Saat magrib tiba, cerita Sadi, konon banyak orang yang dibunuh ketika keluar malam-malam karena diduga PKI.

Sementara waktu itu dia merupakan warga Dusun Kopral Desa Sukowilangun yang mayoritas adalah orang PNI.

“Ya banyak belehan (dibantai) gitu. Isunya dulu gitu. Tapi saya gak tahu apa-apa saya dulu hanya petani saja dan orang tua dulu PNI. Saya di Dusun Kopral mayoritas PNI. Jadi siang itu biasa saja. Pas malam itu takut,” ujarnya.

Ketakutan itu semakin menjadi-jadi, saat orang tua waktu itu mengatakan ke Sadi, terdapat hutan rimba yang diduga merupakan tempat pelarian orang PKI. Saat ini hutan rimba itu jalan penyambung antara Kecamatan Kalipare dan Kecamatan Sumberpucung.

+++

PERINTAH TUGAS – Salinlah bagian bacaan tentang ketakutan warga Dusun Kopral, mulai dari "Saat magrib tiba, cerita" sampai dengan "adalah orang PNI.", tanpa mengubah satu kata pun. Data yang menyertai halaman ini tidak dipakai sama sekali.

DAFTAR DATA –
+++

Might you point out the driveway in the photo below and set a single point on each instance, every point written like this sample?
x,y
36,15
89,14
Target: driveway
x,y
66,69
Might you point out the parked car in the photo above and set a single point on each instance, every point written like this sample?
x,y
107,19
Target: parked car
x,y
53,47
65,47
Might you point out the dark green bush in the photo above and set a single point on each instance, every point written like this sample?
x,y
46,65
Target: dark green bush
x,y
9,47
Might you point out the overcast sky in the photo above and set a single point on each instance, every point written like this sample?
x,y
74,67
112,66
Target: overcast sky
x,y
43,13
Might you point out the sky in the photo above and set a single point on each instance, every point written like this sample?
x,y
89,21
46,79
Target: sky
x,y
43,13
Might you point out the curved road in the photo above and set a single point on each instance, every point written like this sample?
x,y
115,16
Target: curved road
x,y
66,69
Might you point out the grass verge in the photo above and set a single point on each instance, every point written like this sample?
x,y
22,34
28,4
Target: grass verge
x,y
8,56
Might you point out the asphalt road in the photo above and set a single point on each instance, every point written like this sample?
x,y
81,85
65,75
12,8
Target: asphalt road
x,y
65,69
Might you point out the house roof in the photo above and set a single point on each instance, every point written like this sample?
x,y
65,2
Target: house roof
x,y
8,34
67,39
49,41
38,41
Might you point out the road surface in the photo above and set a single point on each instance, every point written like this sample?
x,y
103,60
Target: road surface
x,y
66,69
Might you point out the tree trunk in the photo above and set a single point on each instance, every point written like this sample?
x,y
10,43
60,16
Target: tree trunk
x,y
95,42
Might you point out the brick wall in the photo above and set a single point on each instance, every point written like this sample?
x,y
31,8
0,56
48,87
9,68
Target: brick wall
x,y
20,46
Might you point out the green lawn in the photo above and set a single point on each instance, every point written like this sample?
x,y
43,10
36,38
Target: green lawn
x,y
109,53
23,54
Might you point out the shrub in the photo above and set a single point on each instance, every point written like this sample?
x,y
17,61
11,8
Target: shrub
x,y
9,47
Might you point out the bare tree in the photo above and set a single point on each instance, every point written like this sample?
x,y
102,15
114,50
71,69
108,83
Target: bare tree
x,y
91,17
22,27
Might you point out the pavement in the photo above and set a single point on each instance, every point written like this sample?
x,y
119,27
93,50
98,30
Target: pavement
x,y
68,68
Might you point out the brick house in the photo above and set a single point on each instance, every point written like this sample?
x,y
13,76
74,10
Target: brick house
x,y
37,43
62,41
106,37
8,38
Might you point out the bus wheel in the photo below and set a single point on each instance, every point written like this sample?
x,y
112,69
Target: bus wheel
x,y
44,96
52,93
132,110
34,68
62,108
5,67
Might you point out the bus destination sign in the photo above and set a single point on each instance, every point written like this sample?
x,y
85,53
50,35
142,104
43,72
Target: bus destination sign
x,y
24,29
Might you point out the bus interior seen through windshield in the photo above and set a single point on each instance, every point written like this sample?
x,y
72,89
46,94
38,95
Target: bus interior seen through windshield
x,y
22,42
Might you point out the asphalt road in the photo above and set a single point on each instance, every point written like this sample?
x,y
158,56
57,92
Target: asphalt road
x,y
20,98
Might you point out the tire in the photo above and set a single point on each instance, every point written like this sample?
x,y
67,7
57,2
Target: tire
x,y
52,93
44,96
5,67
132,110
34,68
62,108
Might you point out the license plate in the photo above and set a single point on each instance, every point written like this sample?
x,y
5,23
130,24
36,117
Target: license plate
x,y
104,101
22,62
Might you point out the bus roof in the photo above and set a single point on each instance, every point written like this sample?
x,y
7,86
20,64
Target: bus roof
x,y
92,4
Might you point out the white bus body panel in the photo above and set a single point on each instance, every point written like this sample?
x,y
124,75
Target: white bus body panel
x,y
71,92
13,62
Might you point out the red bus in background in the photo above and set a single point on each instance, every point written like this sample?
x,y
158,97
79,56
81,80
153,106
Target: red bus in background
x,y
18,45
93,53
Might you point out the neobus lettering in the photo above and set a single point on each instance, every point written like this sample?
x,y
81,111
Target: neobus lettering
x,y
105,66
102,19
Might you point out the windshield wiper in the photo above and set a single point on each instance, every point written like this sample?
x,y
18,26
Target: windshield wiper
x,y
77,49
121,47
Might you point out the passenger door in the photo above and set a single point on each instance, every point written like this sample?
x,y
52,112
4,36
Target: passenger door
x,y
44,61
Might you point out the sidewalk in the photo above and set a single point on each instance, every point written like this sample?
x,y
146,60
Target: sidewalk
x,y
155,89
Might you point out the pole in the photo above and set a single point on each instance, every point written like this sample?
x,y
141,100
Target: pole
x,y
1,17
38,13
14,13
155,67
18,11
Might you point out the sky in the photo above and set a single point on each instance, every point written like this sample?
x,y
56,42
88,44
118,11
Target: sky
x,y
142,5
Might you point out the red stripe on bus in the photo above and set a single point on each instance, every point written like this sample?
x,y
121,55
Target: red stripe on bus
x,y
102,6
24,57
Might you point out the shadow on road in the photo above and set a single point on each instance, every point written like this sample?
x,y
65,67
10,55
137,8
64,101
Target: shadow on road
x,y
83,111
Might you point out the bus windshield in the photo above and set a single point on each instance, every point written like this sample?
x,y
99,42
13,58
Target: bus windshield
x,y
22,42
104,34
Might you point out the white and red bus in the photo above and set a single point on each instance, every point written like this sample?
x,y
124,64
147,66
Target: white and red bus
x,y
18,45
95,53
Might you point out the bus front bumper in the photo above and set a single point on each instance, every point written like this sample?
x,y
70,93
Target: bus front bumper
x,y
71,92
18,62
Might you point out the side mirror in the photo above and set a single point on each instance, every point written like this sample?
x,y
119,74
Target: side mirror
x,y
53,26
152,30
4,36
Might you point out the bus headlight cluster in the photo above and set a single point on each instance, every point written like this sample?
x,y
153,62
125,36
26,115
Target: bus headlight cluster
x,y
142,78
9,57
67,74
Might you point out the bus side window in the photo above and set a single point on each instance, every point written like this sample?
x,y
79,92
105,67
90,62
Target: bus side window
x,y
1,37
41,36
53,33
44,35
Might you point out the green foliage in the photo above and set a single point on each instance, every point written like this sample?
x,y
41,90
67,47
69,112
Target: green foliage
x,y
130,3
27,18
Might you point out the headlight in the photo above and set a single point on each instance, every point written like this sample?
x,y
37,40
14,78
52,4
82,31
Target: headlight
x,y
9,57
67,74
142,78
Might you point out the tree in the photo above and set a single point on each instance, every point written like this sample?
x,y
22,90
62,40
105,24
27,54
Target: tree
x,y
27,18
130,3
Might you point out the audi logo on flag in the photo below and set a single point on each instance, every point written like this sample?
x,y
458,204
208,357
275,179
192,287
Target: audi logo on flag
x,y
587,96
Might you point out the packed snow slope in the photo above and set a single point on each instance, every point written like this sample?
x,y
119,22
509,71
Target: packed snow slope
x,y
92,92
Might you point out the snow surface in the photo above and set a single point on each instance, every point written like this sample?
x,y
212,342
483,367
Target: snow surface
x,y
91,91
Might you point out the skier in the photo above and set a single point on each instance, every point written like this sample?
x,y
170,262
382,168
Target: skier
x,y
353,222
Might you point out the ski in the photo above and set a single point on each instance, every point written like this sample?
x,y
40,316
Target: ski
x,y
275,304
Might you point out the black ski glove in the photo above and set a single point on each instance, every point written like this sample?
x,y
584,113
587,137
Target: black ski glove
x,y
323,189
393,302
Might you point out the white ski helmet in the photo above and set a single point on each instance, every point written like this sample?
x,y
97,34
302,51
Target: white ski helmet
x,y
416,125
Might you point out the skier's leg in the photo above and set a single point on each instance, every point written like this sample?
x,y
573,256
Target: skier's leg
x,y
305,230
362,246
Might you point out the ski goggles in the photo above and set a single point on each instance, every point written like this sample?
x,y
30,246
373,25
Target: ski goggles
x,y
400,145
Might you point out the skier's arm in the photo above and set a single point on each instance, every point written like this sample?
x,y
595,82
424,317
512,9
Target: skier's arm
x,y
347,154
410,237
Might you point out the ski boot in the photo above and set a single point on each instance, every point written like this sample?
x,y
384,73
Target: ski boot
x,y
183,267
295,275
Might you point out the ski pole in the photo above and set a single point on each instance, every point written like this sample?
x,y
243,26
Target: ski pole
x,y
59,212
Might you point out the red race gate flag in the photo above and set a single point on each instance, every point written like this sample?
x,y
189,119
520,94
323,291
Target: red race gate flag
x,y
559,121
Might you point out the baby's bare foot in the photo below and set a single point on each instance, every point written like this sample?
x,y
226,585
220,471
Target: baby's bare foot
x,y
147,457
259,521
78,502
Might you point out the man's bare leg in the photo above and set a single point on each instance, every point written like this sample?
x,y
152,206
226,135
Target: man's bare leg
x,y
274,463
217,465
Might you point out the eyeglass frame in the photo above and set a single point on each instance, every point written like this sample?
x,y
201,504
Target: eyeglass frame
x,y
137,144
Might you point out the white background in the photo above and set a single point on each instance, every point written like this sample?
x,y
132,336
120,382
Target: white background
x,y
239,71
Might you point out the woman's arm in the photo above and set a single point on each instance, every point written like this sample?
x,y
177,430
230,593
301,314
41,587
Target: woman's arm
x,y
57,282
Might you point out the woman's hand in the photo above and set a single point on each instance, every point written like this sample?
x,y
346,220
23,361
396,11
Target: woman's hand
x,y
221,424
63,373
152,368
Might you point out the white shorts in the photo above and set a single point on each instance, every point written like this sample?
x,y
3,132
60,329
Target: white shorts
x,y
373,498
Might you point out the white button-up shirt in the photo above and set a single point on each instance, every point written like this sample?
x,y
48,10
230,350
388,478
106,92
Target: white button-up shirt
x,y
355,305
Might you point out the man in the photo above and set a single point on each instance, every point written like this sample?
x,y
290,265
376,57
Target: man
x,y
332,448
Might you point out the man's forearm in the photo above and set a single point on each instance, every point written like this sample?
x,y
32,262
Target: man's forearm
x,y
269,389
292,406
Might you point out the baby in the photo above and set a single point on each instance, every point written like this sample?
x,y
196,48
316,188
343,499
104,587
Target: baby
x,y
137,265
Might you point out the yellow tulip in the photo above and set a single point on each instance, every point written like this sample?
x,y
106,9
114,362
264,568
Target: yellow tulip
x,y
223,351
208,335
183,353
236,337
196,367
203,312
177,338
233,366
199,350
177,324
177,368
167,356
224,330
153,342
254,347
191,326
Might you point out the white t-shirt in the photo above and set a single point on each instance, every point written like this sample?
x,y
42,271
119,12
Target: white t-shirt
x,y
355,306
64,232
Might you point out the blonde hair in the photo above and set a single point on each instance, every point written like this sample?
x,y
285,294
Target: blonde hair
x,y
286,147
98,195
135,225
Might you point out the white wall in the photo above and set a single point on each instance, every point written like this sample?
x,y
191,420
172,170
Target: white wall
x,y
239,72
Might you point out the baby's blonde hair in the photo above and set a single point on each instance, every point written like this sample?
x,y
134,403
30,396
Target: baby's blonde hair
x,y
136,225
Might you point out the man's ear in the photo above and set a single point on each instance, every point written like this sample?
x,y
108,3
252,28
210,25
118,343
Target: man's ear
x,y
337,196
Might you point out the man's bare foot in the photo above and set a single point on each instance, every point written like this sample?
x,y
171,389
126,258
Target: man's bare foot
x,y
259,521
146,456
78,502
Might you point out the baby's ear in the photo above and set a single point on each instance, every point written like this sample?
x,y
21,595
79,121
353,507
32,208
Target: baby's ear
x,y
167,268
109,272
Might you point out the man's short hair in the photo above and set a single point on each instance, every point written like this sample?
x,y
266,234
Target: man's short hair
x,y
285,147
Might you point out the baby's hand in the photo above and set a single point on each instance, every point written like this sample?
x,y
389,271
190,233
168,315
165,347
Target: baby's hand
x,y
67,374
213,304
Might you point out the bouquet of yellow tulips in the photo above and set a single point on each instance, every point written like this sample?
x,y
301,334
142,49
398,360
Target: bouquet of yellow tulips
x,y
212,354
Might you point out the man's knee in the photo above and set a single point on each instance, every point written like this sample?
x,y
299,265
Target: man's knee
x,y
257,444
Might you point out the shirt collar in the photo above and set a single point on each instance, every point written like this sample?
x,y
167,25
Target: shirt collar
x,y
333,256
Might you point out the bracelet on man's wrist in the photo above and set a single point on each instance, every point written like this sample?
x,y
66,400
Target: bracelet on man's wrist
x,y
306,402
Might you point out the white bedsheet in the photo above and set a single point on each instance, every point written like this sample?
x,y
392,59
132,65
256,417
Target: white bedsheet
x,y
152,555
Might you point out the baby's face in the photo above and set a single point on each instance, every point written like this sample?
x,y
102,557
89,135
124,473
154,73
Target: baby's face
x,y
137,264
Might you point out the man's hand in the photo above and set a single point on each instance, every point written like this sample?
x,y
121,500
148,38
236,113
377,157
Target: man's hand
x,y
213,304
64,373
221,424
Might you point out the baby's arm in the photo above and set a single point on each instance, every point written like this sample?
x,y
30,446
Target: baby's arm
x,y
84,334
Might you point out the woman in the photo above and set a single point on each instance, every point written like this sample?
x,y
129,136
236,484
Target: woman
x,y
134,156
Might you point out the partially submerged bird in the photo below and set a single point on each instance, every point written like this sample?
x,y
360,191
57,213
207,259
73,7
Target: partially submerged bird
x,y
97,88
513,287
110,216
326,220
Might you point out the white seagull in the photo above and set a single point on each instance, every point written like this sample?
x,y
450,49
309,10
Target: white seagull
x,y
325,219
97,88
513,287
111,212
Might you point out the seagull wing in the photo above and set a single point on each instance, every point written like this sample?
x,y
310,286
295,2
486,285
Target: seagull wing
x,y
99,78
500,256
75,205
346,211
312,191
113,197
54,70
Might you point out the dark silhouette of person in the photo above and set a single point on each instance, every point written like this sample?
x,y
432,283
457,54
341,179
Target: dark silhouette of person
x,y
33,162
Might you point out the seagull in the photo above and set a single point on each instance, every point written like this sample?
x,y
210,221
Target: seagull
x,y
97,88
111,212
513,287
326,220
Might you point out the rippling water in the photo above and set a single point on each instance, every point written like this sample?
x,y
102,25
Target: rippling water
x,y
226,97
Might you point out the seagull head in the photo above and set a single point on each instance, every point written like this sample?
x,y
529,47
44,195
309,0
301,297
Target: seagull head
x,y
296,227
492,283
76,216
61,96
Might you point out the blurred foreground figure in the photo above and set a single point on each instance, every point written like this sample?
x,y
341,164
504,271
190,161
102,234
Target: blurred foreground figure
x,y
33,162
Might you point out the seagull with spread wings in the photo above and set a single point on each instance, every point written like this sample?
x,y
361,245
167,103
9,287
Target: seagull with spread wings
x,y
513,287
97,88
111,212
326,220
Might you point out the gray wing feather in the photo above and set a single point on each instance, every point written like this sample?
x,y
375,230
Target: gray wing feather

+++

JAWABAN –
Saat magrib tiba, cerita Sadi, konon banyak orang yang dibunuh ketika keluar malam-malam karena diduga PKI.

Sementara waktu itu dia merupakan warga Dusun Kopral Desa Sukowilangun yang mayoritas adalah orang PNI.